_CONSIGNE ÉCRITE 1_
Selon l'article sur le discours de Mohamed Ghannouchi aux Journées de l'Entreprise, pour quelle raison les pays riches devraient-ils soutenir davantage les pays en développement ? Répondez en une à trois phrases.
_CONSIGNE ÉCRITE 2_
Prolongez l'article sur le discours de Mohamed Ghannouchi aux Journées de l'Entreprise à partir de sa dernière phrase.

_TEXTE EXTRAIT_
++++++++

«Vous savez ce que nous coûte le non-Maghreb ? 2% de croissance dont 1% statique
et 1% dynamique», a encore une fois rappelé Mohamed Ghannouchi, le Premier
ministre, dans son discours d’ouverture de la
24ème édition des Journées de
l’Entreprise consacrées cette année à la relation Etat/Entreprise et tenues du
11 au 12 décembre à Sousse.
Le Premier ministre a dénoncé les dérives du régime libéral absolu qui a
considéré que le marché peut s’autoréguler et gérer à lui seul ses ressources.
«Cette tendance est aujourd’hui remise en cause, la crise a remis l’Etat devant
ses responsabilités», a-t-il déclaré. Le FMI, la
Banque mondiale et les agences
de rating n’ont pas vu la crise arriver et n’ont pas pu y remédier à temps. En
a-t-on fini avec elle ? Personne ne peut le savoir et n’a la capacité de prévoir
ce qui pourrait se passer dans un proche avenir.
Comment éviter que cette crise se répète ? Comment éviter que les pays en
développement ou émergents n’en souffrent pas plus alors qu’ils n’en sont pas
responsables ?, interroge Mohamed Ghannouchi. «Les pays riches responsables de
la crise, et à leur tête les USA, ont une responsabilité envers les pays en
développement. A ce titre, ils devraient les soutenir plus, et entre autres par
des financements supplémentaires dont les fonds structurels à l’instar des prêts
accordés au sein de l’Union européenne». 3.000 milliards de $ ont été injectés
sur les marchés financiers internationaux pour atténuer les effets de la crise,
on s’attend à ce que cette somme s’élève à 5.000 milliards de $, a estimé le
Premier ministre.
Les interventions des Etats ne doivent pas être conjoncturelles
Il ne faut pas que les interventions des Etats se limitent à la conjoncture, il
faut qu’elles soient plus régulières et plus constantes, pense M. Ghannouchi.
En Tunisie, l’Etat, qui a fait le choix de limiter sa mainmise sur la vie
économique depuis la fin des années 80, a développé un ensemble de constantes
dont le renforcement de l’efficience économique, le développement régional et la
consolidation de l’initiative privée.
«Malgré toutes les pressions que nous avons subies pour aller dans le sens d’une
libéralisation plus poussée, nous avons préféré la prudence même si l’ouverture
des frontières sur le marché européen a été appliquée avant les délais prévus de
3 ans», a affirmé le Premier ministre.
La mission de l’Etat est économique et sociale, elle se reflète à travers sa
capacité d’anticipation, à travers la préservation de ses ressources humaines,
environnementales, hydrauliques, énergétiques, et la mise en place de stratégies
qui visent à réaliser des sauts qualitatifs touchant à la fiscalité, les
incitations ou le système monétaire.

++++++++

_DONNÉES ENREGISTRÉES_
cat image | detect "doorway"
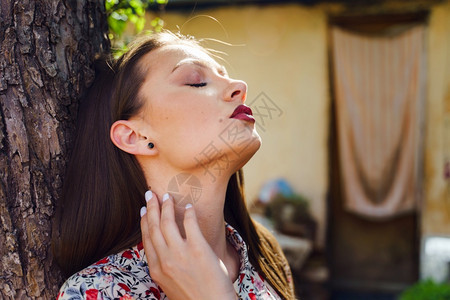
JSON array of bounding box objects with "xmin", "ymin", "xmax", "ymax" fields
[{"xmin": 327, "ymin": 12, "xmax": 428, "ymax": 300}]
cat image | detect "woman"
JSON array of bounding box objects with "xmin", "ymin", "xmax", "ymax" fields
[{"xmin": 54, "ymin": 32, "xmax": 294, "ymax": 300}]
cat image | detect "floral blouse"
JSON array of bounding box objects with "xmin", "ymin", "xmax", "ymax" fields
[{"xmin": 57, "ymin": 224, "xmax": 280, "ymax": 300}]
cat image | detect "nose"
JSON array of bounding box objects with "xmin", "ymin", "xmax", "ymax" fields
[{"xmin": 224, "ymin": 80, "xmax": 247, "ymax": 103}]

++++++++

_RÉSULTAT DE L'EXERCICE 1_
Les pays riches, avec les USA à leur tête, sont responsables de la crise, alors que les pays en développement ou émergents ne le sont pas. À ce titre, ils ont une responsabilité envers ces pays et devraient les soutenir davantage, entre autres par des financements supplémentaires tels que des fonds structurels.

_RÉSULTAT DE L'EXERCICE 2_
L’Etat tunisien vise à associer davantage l’entreprise dans la mise en place des
politiques économiques du pays tout comme les représentants de l’UGTT.
Depuis 1999, l’entreprise a acquis de plus en plus de l’importance dans
l’économie du pays, c’est elle qui crée 90% de l’emploi et fourni 85% des
efforts à l’export. Le secteur privé participe à hauteur de 75% au PIB, les 25%
restants relèvent du secteur public.
Les dettes publiques s’élèvent à 50%, les dettes extérieures à 47% en 2009.
Avant le déclenchement de la crise, la Tunisie ambitionnait de réaliser un taux
de croissance de 6,1 ou 6,2%. Aujourd’hui ces ambitions ont été revues à la
baisse, le taux de croissance ne dépassera pas les 3%.
L’entreprise aura à jouer un rôle plus important dans la dynamique économique du
pays, elle devra améliorer son taux d’encadrement en recrutant les diplômés du
supérieur, en renforçant son aptitude à la créativité et l’innovation et la
qualité des produits afin d’être plus compétitive à l’international. Il
faudrait, par ailleurs, développer le réseautage, les échanges à l’échelle
régionale, et surtout maghrébine.
Ceci étant, «notre principal bouclier contre les crises est notre capacité à
nous unir et à développer les partenariats intermaghrébins et arabes, c’est en
se constituant en groupements que nous devenons plus forts, négocions mieux avec
nos vis-à-vis et faisons face aux différentes crises qui peuvent secouer le
monde», a affirmé M. Ghannouchi.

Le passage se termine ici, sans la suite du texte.